● WHAT TO DO
Extract, word for word, the stretch of the forum thread below from "## oberlek (Jul" through "(Jan 17, 2006)".

# bushwhacking



## oberlek (Jul 6, 2009)

Hello, helpful readers! Thanks to those who've responded so encouragingly. Look out...

I want to make a horizontal kerf in edges of my diy laminate/OSB island countertop, to accept the flange (– and some glue) of the schluter edging also being used more appropriately on my (to-be) tiled countertops. I imagine that this can be accomplished with my ryobi handheld router and the right bit. My investigations lead me to believe that I need a slot cutter. QUESTION # 1 - Am I right about this? If so, QUESTION # 2 – What, exactly, do I need to buy (order online, it looks like) besides the cutter, itself, and an arbor? I live in a very rural area, and I’ve only found one size of slot cutter in all of the possible retail sources within 25 miles. And it’s not what I think I need. Anyone care to comment? Thanks, oberlek


----------



## bobj3 (Jan 17, 2006)

HI Kathy

You are right on the button,,let UPS put it on your door step, no fuss no muss and it's free shipping...just open your door, pick it up and your set to go more or less,they make many types and sell many sizes ,,see below..

MLCS slot cutter router bits

===========


----------



## jschaben (Jun 21, 2009)

oberlek said:


> I live in a very rural area, and I’ve only found one size of slot cutter in all of the possible retail sources within 25 miles. And it’s not what I think I need. Anyone care to comment? Thanks, oberlek


Hi Betty,
Try this link:

1PC 1/2" SH Slot Assembly Router Bit & 4 Cutters Set - eBay (item 140331443884 end time Jul-12-09 13:11:26 PDT)

I've gotten bits from this place before and they have all been good, not Whitsides, but excellent for the price. This set gives you the arbor and several different cutters which are also stackable. Definitely on my list of things to buy, just waiting for an excuse, any excuse.


----------

● GIVEN DATA

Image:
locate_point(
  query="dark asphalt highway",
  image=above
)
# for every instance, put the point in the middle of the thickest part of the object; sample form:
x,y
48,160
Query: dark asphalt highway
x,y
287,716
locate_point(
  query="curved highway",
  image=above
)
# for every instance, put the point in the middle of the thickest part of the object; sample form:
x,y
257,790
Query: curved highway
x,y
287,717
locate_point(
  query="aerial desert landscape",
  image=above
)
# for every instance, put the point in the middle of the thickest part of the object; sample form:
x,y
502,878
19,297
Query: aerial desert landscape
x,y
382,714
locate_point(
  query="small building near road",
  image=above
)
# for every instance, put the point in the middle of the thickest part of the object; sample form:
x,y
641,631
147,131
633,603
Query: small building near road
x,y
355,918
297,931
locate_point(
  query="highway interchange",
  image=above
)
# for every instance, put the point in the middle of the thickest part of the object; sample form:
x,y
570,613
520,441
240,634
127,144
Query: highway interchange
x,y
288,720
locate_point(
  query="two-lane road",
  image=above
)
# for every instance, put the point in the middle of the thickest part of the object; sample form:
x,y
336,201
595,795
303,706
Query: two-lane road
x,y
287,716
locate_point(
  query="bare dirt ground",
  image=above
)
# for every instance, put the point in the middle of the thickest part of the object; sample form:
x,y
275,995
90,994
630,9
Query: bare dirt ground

● WRITTEN ANSWER
## oberlek (Jul 6, 2009)

Hello, helpful readers! Thanks to those who've responded so encouragingly. Look out...

I want to make a horizontal kerf in edges of my diy laminate/OSB island countertop, to accept the flange (– and some glue) of the schluter edging also being used more appropriately on my (to-be) tiled countertops. I imagine that this can be accomplished with my ryobi handheld router and the right bit. My investigations lead me to believe that I need a slot cutter. QUESTION # 1 - Am I right about this? If so, QUESTION # 2 – What, exactly, do I need to buy (order online, it looks like) besides the cutter, itself, and an arbor? I live in a very rural area, and I’ve only found one size of slot cutter in all of the possible retail sources within 25 miles. And it’s not what I think I need. Anyone care to comment? Thanks, oberlek


----------



## bobj3 (Jan 17, 2006)